**Request a:** From the forum thread about the faster debug build, return the passage that begins at the words "BlitzMax Forums/BlitzMax Programming/Debug" and ends after the words "with debug off)", copied character for character.

**Supplied text:**
====================

Debug build runs 2x faster!!?

BlitzMax Forums/BlitzMax Programming/Debug build runs 2x faster!!?

jondecker76(Posted 2010) [#1]
I'm working on my first commercial application in many years. I'm about 75% complete, so today I decided to turn the debug build option off to see how much faster it would run, and how much smaller the executable would be.

To my surprise, with debug turned off, my application runs about half as fast as it does with debug on! (about 35 FPS with debug on, and only 15 FPS with debug off)

I'm building on a Linux box (Ubuntu 10.04) and my application is threaded. My initial thoughts are that perhaps there is a bug with Threads in linux in that they only work with debug enabled... (I'm guessing this because my application ran at about 15 FPS before threading with debug enabled, and 35 FPS with threading with debug enabled.... Now that debug is disabled, it almost acts like it lost the performance gains of threading)

====================

**The records:**

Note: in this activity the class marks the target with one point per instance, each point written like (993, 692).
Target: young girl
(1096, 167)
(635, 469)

====================

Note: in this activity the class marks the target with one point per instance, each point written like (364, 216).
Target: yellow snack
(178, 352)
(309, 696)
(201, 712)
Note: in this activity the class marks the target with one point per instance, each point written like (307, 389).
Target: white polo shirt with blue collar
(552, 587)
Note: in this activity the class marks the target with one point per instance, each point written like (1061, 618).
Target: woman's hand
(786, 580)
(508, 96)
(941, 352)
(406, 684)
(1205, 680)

====================

**Request b:** Rewrite the lines of the records as a JSON list of strings, one string per line and no blank lines. Start at the line that contains "like (1061, 618)." and stop after the line that contains "(1205, 680)", including both.

**Final result a:**
BlitzMax Forums/BlitzMax Programming/Debug build runs 2x faster!!?

jondecker76(Posted 2010) [#1]
I'm working on my first commercial application in many years. I'm about 75% complete, so today I decided to turn the debug build option off to see how much faster it would run, and how much smaller the executable would be.

To my surprise, with debug turned off, my application runs about half as fast as it does with debug on! (about 35 FPS with debug on, and only 15 FPS with debug off)

**Final result b:**
[
  "Note: in this activity the class marks the target with one point per instance, each point written like (1061, 618).",
  "Target: woman's hand",
  "(786, 580)",
  "(508, 96)",
  "(941, 352)",
  "(406, 684)",
  "(1205, 680)"
]